TEXTE FOURNI:

La Commission nationale de l'informatique et des libertés,
Saisie par le ministère des armées d'une demande d'avis concernant un projet d'arrêté autorisant la mise en œuvre d'un traitement automatisé de données à caractère personnel relatif à la gestion des enquêtes administratives de sécurité dénommé « SOPHIA » ;
Vu la loi n° 78-17 du 6 janvier 1978 modifiée relative à l'informatique, aux fichiers et aux libertés, notamment son article 31 ;
Après avoir entendu le rapport de Mme Isabelle LATOURNARIE-WILLEMS, commissaire, et les observations de M. Benjamin TOUZANNE, commissaire du Gouvernement,
Emet l'avis suivant :
La direction du renseignement et de la sécurité de la défense (DRSD) constitue « le service de renseignement dont dispose le ministère de la défense pour assumer ses responsabilités en matière de sécurité du personnel, des informations, du matériel et des installations sensibles » ; elle est notamment chargée de « réaliser des enquêtes administratives » (article D. 3126-5 du code de la défense).
En tant que service enquêteur, la DRSD est ainsi chargée de réaliser un certain nombre d'enquêtes administratives encadrées par les codes de la sécurité intérieure et de la défense. Afin de faciliter leur réalisation, le fichier SOPHIA permet de transmettre et suivre les dossiers relatifs aux enquêtes dont la DRSD a la charge. Actuellement encadré par un arrêté du 30 avril 2014, ce traitement ne bénéficie pas des dérogations concernant les fichiers intéressant la sûreté de l'Etat et la défense : l'acte qui l'encadre est publié, l'ensemble des informations relatives à ses conditions de mise en œuvre ont été transmises à la Commission et il est soumis à son contrôle a posteriori.

CONSIGNES DE L'EXERCICE:
A) Traduisez en anglais la phrase suivante de l'avis sur le fichier SOPHIA : « En tant que service enquêteur, la DRSD est ainsi chargée de réaliser un certain nombre d'enquêtes administratives encadrées par les codes de la sécurité intérieure et de la défense. »
B) Reprenez l'avis sur le fichier SOPHIA là où il s'arrête et poursuivez sa rédaction.

INFORMATIONS FOURNIES:
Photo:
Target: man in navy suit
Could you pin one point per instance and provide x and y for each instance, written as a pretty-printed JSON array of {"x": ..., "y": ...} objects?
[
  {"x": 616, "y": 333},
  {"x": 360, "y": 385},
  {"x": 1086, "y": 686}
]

...

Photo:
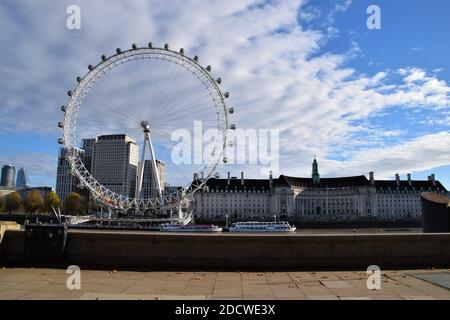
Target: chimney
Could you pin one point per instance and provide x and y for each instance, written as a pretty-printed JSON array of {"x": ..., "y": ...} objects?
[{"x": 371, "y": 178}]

RÉPONSES DE L'EXERCICE:
A) As an investigating service, the DRSD is thus responsible for carrying out a number of administrative investigations governed by the Internal Security Code and the Defense Code.

B)
A sa création en 2014, le fichier SOPHIA poursuivait deux finalités. L'une visait la gestion des procédures d'habilitation et de contrôle élémentaire menées dans le cadre de la protection du secret de la défense nationale. L'autre concernait la gestion des demandes de permission des militaires à l'étranger dans le cadre de la protection du personnel de la défense.
Le projet d'arrêté soumis à l'avis de la Commission vise notamment à étendre ce champ à la gestion des enquêtes administratives sur les personnes accédant à des traitements de données comportant la mention de la qualité de militaire. Cette modification tient compte des évolutions du code de la défense, qui prévoit la compétence de la DRSD pour réaliser une enquête concernant ces personnes.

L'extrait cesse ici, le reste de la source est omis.